__Extract provided__.

Ollie! The Boy Who Became What He Ate (sometimes stylized Ollie the Boy Who Became What He Ate or Ollie! or Ollie) is an animated children's television series by Radical Sheep. Each segment is 11 minutes, aired every morning; except for Sunday. It debuted on CBC Kids, Canada on February 18, 2017. The second season premiered on February 2, 2019. It is produced by Keyframe Animation Inc. who created Tee and Mo and Pinky Dinky Doo.

History
The animated kids series Ollie! The Boy Who Became What He Ate about Ollie, a hesitant eater who turns every meal into an adventure as he becomes what he eats, is based on the work of Sheena Macrae, who also was the executive producer of the series. Diana Moore was the executive story editor / writer.

In March 2014, it was announced that CBC Kids, Radical Sheep Productions and Mickey Rogers Media made a deal to produce an animated series. In December 2015, the Canadian Temple Street Distribution acquired rights for the upcoming TV series. Steve Krecklo, former member of The Carnations, composed the soundtrack for the new series. The series debuted on CBC Kids on February 18, 2017. Season 2 premiered on February 2, 2019.

In April 2019, the series was nominated for the Canada’s Youth Media Alliance (YMA) English-language Awards of Excellence for television and digital.

Broadcast
The series aired internationally on Universal Kids (US), Discovery (MENA), Discovery Asia,  Huashi TV (China), Bolivision (Bolivia), Azteca Uno (Mexico), Yle Teema (Finland), and Switzerland 4 (Switzerland). It was distributed online by Amazon Prime (excluding Canada) and CBC Gem in Canada. Currently it airs on Pink Super Kids in Serbia.

__Problems to work on__.
- 1) Rewrite the paragraph of the Ollie! article that begins "In March 2014" as a short bulleted list, keeping its main facts.
- 2) In the Ollie! article, swap "hesitant eater" for "picky eater" in the passage starting with "Ollie! The Boy Who Became What He Ate (sometimes" and going on through "editor / writer.", and give that passage again.

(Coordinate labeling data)
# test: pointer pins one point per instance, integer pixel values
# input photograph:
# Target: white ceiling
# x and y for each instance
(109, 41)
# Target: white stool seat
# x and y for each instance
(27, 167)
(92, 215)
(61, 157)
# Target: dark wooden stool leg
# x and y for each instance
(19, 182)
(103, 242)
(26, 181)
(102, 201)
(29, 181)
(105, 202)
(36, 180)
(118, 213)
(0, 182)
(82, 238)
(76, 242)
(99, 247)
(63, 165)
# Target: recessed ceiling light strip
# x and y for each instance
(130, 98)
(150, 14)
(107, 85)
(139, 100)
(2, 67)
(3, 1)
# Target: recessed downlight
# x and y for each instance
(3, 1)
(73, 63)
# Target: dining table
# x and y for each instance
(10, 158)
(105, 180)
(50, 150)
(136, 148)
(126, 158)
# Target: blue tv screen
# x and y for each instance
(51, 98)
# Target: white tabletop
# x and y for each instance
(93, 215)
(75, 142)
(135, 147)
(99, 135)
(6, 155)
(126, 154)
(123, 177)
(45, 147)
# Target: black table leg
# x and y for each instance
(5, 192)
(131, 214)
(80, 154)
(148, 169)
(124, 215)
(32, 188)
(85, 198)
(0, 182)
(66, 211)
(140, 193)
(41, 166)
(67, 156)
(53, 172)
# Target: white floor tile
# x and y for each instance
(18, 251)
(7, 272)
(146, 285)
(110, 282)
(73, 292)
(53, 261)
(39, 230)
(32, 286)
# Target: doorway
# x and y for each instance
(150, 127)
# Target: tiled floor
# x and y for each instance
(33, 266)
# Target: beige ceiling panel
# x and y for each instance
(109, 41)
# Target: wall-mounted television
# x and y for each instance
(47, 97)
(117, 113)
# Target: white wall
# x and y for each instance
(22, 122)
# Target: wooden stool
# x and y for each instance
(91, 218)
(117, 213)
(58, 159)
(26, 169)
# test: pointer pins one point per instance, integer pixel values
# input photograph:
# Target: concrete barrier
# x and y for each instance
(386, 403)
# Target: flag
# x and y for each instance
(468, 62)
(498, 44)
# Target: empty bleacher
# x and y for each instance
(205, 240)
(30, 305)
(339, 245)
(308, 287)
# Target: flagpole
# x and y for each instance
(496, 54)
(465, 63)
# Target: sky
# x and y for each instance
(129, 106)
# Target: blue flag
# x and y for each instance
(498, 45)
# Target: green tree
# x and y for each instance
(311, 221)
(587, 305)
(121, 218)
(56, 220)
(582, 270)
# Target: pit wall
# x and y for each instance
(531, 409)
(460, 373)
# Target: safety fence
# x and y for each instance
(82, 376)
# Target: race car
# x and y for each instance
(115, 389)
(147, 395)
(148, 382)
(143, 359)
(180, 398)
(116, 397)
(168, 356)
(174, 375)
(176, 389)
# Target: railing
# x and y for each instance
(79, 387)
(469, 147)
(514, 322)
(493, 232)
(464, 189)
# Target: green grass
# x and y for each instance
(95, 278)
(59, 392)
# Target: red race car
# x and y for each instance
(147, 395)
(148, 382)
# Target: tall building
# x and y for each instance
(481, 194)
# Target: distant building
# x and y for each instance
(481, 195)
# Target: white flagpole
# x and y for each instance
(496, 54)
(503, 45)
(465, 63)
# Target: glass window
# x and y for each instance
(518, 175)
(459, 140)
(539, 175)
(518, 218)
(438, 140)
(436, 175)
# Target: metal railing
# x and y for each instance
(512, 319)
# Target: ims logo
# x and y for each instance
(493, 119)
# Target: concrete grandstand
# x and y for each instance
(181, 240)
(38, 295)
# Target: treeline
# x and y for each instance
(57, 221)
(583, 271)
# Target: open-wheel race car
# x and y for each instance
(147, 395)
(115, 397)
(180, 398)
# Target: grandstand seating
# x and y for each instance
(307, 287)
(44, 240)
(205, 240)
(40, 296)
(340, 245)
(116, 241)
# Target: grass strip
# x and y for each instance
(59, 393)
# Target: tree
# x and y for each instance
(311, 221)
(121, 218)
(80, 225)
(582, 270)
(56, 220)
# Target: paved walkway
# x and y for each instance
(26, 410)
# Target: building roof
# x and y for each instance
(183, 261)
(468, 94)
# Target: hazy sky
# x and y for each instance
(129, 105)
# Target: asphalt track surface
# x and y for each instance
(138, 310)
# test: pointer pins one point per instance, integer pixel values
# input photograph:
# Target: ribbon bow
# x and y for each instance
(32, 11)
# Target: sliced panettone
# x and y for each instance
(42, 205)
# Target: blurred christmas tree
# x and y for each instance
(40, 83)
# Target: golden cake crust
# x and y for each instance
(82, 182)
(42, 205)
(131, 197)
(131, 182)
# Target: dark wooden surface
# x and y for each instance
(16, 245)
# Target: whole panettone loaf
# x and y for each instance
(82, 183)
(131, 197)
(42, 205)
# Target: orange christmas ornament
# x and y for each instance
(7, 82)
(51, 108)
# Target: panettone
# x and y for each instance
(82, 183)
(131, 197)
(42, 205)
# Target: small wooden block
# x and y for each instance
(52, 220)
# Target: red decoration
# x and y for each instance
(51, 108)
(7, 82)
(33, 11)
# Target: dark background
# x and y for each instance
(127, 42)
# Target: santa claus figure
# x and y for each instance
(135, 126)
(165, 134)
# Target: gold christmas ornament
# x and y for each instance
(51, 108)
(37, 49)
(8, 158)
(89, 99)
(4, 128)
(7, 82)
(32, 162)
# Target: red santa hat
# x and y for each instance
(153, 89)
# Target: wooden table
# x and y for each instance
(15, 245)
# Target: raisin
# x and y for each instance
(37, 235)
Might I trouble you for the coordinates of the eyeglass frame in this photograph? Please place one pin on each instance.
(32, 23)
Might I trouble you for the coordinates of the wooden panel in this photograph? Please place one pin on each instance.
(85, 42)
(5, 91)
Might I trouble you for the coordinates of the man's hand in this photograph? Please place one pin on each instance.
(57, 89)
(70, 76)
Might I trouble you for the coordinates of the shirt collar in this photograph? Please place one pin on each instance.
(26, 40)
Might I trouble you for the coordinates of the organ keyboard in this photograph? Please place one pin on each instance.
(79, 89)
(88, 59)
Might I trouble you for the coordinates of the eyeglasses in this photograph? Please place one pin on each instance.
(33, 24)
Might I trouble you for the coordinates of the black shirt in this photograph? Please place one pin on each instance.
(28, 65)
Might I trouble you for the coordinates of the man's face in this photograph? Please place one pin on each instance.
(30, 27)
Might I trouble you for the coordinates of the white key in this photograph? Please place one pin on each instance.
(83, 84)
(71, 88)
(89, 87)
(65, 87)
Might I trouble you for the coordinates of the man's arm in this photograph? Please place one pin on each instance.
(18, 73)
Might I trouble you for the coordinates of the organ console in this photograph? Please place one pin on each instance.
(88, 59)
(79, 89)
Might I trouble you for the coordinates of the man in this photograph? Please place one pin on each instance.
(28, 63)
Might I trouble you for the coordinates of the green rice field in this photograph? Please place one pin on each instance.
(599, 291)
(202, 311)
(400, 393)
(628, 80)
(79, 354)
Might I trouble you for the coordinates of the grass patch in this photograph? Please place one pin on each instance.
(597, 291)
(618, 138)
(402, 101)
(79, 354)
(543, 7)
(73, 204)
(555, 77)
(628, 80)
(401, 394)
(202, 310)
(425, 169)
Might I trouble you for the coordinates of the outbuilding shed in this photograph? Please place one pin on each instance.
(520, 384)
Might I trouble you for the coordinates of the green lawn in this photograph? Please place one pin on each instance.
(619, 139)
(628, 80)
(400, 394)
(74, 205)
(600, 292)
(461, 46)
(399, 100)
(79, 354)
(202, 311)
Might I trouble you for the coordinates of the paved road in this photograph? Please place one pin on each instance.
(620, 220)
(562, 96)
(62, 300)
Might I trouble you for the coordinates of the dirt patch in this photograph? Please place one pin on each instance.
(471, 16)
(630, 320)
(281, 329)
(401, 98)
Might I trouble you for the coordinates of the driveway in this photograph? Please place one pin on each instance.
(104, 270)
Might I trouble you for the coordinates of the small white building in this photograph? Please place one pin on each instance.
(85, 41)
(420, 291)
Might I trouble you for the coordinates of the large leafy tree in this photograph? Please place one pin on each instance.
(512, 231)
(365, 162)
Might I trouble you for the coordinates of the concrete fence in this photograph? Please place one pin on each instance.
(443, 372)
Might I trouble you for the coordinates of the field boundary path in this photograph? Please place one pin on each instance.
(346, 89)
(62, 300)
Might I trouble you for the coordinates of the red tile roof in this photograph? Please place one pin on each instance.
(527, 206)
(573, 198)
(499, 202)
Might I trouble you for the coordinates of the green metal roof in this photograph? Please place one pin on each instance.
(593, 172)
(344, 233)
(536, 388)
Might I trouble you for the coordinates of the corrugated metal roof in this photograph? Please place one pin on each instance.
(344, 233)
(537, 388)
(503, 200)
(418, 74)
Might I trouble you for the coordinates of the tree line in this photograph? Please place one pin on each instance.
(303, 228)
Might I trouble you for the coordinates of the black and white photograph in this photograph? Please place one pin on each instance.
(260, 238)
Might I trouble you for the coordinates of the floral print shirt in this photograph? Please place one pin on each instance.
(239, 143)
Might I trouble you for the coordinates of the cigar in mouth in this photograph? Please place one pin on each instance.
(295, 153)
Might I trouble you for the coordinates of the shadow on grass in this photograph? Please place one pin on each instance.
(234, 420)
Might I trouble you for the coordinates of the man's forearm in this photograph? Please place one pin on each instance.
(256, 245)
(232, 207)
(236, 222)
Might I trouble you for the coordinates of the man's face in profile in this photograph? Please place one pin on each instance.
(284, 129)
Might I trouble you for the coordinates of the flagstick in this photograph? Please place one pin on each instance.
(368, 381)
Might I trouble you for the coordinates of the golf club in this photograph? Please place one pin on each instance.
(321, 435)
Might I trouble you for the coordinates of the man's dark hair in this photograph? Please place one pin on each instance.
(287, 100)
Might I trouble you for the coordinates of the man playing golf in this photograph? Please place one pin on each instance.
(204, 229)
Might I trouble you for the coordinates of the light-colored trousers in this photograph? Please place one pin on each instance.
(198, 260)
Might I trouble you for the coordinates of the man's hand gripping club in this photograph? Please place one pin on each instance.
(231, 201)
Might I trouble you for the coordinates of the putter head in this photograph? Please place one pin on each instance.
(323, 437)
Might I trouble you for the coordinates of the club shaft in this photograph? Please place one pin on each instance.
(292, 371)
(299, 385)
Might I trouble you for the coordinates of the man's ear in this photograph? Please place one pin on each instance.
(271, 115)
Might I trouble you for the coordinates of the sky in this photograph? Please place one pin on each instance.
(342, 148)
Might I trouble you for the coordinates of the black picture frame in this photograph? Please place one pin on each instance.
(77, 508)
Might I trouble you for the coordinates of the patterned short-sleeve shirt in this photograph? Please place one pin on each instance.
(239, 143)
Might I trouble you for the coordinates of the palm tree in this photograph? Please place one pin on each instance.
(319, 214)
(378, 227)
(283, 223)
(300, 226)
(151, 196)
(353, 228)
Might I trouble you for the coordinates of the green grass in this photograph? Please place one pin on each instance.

__Written responses__.
- 1)
- March 2014: CBC Kids, Radical Sheep Productions and Mickey Rogers Media announced a deal to produce an animated series.
- December 2015: Canadian Temple Street Distribution acquired rights to the series.
- Steve Krecklo, formerly of The Carnations, composed the soundtrack.
- February 18, 2017: the series debuted on CBC Kids.
- February 2, 2019: Season 2 premiered.

- 2)
Ollie! The Boy Who Became What He Ate (sometimes stylized Ollie the Boy Who Became What He Ate or Ollie! or Ollie) is an animated children's television series by Radical Sheep. Each segment is 11 minutes, aired every morning; except for Sunday. It debuted on CBC Kids, Canada on February 18, 2017. The second season premiered on February 2, 2019. It is produced by Keyframe Animation Inc. who created Tee and Mo and Pinky Dinky Doo.

History
The animated kids series Ollie! The Boy Who Became What He Ate about Ollie, a picky eater who turns every meal into an adventure as he becomes what he eats, is based on the work of Sheena Macrae, who also was the executive producer of the series. Diana Moore was the executive story editor / writer.